#### RECORDS SUPPLIED ####

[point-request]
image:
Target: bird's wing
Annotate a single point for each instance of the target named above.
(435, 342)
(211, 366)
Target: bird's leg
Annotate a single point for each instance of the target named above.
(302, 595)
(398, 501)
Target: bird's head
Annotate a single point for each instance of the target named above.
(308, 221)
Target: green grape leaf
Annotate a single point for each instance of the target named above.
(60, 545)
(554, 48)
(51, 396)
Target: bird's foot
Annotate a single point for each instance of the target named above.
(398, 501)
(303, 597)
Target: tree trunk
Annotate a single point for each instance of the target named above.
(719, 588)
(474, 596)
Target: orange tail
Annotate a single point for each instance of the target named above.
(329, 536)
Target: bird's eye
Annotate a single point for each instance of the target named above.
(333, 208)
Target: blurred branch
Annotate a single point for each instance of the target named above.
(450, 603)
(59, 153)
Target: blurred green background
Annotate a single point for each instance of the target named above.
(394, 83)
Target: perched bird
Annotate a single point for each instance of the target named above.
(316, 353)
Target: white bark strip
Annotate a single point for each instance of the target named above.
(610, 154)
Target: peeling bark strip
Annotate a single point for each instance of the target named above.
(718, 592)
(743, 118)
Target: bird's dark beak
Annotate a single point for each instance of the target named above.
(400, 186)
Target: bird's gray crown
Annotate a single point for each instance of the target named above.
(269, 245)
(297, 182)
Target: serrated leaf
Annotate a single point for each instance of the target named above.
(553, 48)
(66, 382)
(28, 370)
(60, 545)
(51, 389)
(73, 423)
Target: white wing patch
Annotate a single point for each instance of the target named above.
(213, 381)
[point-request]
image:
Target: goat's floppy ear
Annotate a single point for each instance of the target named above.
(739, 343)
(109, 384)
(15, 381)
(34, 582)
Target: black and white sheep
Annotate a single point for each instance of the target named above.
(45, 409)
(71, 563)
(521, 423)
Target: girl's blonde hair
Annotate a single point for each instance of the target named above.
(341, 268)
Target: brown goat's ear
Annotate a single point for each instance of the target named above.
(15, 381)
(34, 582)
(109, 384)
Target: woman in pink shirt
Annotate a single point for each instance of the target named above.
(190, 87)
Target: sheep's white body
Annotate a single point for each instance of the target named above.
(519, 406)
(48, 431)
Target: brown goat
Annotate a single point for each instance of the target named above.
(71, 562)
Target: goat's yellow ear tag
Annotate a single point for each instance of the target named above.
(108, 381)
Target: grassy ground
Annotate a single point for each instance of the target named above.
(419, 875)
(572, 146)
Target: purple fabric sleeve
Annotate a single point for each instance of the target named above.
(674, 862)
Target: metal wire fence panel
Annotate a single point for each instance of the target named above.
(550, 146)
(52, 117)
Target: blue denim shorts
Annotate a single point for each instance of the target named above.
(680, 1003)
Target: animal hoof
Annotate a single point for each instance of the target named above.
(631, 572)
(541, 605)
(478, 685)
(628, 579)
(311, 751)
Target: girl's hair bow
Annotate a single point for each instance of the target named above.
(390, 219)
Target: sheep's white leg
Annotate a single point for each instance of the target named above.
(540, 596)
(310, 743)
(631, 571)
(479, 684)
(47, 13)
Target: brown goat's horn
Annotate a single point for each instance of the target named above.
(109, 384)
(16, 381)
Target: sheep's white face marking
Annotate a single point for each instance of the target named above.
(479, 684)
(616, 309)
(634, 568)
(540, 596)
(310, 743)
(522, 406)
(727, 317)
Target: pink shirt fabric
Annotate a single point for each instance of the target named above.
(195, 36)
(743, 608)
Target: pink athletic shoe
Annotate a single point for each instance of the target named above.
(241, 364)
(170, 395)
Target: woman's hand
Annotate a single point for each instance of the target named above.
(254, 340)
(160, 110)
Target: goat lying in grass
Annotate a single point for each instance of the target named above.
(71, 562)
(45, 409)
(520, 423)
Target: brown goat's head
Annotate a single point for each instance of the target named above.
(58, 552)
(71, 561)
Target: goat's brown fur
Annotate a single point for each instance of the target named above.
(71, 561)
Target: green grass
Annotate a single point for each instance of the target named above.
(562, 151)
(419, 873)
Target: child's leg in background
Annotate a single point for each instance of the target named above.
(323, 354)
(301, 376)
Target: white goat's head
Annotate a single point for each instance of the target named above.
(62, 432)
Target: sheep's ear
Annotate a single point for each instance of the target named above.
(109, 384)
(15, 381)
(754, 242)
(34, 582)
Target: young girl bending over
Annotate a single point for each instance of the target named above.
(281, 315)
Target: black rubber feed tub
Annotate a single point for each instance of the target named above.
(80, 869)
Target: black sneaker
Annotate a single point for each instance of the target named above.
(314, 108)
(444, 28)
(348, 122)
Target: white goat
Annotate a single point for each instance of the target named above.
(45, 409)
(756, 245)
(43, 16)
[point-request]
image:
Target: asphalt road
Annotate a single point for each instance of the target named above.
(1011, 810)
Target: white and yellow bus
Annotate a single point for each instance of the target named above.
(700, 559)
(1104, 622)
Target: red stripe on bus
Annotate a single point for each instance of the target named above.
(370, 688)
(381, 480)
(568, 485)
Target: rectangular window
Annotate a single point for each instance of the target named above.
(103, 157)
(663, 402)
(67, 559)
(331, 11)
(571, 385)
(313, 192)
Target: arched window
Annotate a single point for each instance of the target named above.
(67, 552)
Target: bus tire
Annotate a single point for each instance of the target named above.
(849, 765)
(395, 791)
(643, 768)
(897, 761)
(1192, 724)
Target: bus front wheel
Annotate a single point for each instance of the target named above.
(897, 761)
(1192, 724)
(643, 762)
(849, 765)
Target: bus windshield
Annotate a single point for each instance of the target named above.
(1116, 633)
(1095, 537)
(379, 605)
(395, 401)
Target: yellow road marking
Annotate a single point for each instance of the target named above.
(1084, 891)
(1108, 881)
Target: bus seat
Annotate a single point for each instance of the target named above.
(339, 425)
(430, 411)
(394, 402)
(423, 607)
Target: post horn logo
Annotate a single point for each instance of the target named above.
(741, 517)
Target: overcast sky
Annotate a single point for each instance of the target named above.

####

TASK DETAILS: Rewrite all of the records with every "Annotate a single point" changed to "Place one point", leaving everything else unchanged.

SOLUTION FOR THIS EXERCISE:
[point-request]
image:
Target: bird's wing
Place one point for each instance of the target named above.
(435, 342)
(211, 366)
Target: bird's leg
Place one point for each instance of the target named above.
(302, 595)
(398, 501)
Target: bird's head
Place one point for each instance of the target named above.
(308, 221)
Target: green grape leaf
Place one point for each instance of the target named above.
(60, 545)
(554, 48)
(51, 396)
Target: bird's foot
Place one point for each instance of the target named above.
(398, 501)
(303, 597)
Target: tree trunk
Place one point for each instance of the target named above.
(719, 588)
(474, 596)
Target: orange tail
Place one point for each instance of the target named above.
(329, 536)
Target: bird's eye
Place one point for each instance of the target named above.
(333, 208)
Target: blurred branch
Place one point for each instance of the target named above.
(450, 603)
(59, 153)
Target: blurred green background
Place one point for each instance of the target named above.
(394, 83)
Target: perched bird
Place one point for each instance of the target named above.
(316, 353)
Target: white bark strip
Place one point for each instance of the target named above.
(610, 154)
Target: peeling bark strip
Place one point for each instance of the target named above.
(718, 592)
(743, 118)
Target: bird's dark beak
Place one point for each instance of the target named above.
(400, 186)
Target: bird's gray crown
Place one point for each instance of the target named above.
(269, 245)
(297, 182)
Target: serrated leaf
Place one point for each instance of the target named above.
(553, 48)
(66, 382)
(28, 370)
(60, 545)
(51, 389)
(73, 423)
Target: white wing patch
Place one point for each instance of the target named above.
(213, 381)
[point-request]
image:
Target: goat's floppy ear
Place one point for each instance of the target named above.
(739, 343)
(109, 384)
(15, 381)
(34, 582)
Target: black and white sheep
Place one point for each instance of the target named above.
(45, 409)
(71, 563)
(521, 423)
Target: girl's blonde hair
Place one point for each instance of the target named above.
(341, 268)
Target: brown goat's ear
Place one point for each instance of the target named above.
(15, 381)
(34, 582)
(109, 384)
Target: woman in pink shirt
Place one point for each instance of the target named above.
(190, 87)
Target: sheep's white body
Place one point for each instance of the target named above.
(519, 406)
(48, 431)
Target: brown goat
Place one point for each instance of the target named above.
(71, 562)
Target: goat's yellow ear tag
Place one point for each instance of the target named above.
(108, 381)
Target: grassy ground
Place one point for each instance of the target named above.
(419, 875)
(572, 146)
Target: purple fabric sleeve
Place one point for each instance of the target named above.
(674, 862)
Target: metal wire fence panel
Place one point for each instance of the target named above.
(550, 146)
(52, 117)
Target: blue denim shorts
Place one point for each instance of the target named above.
(680, 1003)
Target: animal hoof
Place one point for each instance of the target named above.
(631, 572)
(541, 605)
(478, 685)
(628, 579)
(311, 751)
Target: girl's hair bow
Place one point for each instance of the target named above.
(390, 219)
Target: sheep's white leg
Place one point for each instance of the target named above.
(540, 596)
(310, 743)
(631, 571)
(479, 684)
(47, 13)
Target: brown goat's horn
Place one point for each instance of the target named above.
(109, 384)
(16, 381)
Target: sheep's white face marking
Place one point for each instance of the target named above.
(479, 684)
(616, 309)
(634, 568)
(540, 596)
(310, 743)
(522, 406)
(727, 317)
Target: pink shirt fabric
Place one point for each instance of the target named above.
(195, 36)
(743, 608)
Target: pink athletic shoe
Place one point for each instance of the target named above.
(241, 364)
(170, 395)
Target: woman's hand
Place one point for each instance of the target named above.
(254, 340)
(160, 110)
Target: goat lying in grass
Place one point for each instance of the target named above.
(71, 562)
(45, 409)
(520, 423)
Target: brown goat's head
Place one point for each instance of the target named above.
(58, 552)
(71, 561)
Target: goat's brown fur
Place one point for each instance of the target named above.
(71, 561)
Target: green grass
Place one point for each instance of the target named above.
(562, 151)
(419, 873)
Target: child's leg in background
Place one point for each instance of the target named above.
(323, 354)
(301, 376)
Target: white goat's head
Place one point for each instance of the target named above.
(62, 432)
Target: sheep's ear
Place one point for each instance of the target named above.
(109, 384)
(15, 381)
(754, 242)
(34, 582)
Target: young girl bending over
Place one point for each instance of the target named above.
(281, 315)
Target: black rubber feed tub
Place one point for each instance of the target named above.
(80, 869)
Target: black sneaker
Place one point for each instance of the target named above.
(314, 108)
(444, 28)
(348, 122)
Target: white goat
Place one point for each instance of the target named above.
(45, 409)
(756, 245)
(43, 16)
[point-request]
image:
Target: asphalt road
Place one point for each instance of the target named above.
(1011, 810)
Target: white and yellow bus
Place one point for each instance of the target named above.
(700, 559)
(1104, 622)
Target: red stripe on bus
Place one point for each instance of the target named above.
(370, 688)
(381, 480)
(568, 485)
Target: rectangular window
Place one point for each instance of the target named above.
(103, 157)
(663, 402)
(67, 559)
(331, 11)
(571, 385)
(313, 192)
Target: arched window
Place one point for each instance of the target named above.
(67, 552)
Target: bus tire
Place one point for each instance of the target named above.
(849, 765)
(395, 791)
(643, 768)
(897, 761)
(1192, 724)
Target: bus front wheel
Place one point for each instance of the target named above.
(897, 761)
(1192, 724)
(643, 762)
(849, 765)
Target: bus windshield
Place one point for each instance of the target named above.
(1116, 633)
(1095, 537)
(379, 605)
(395, 401)
Target: yellow road marking
Place one point for each instance of the target named above.
(1084, 891)
(1108, 881)
Target: bus seat
Place one point for each instance of the target named above.
(339, 425)
(430, 411)
(394, 402)
(423, 607)
Target: post horn logo
Place one point for each instance of the target named above.
(741, 517)
Target: overcast sky
Place one point for each instance of the target named above.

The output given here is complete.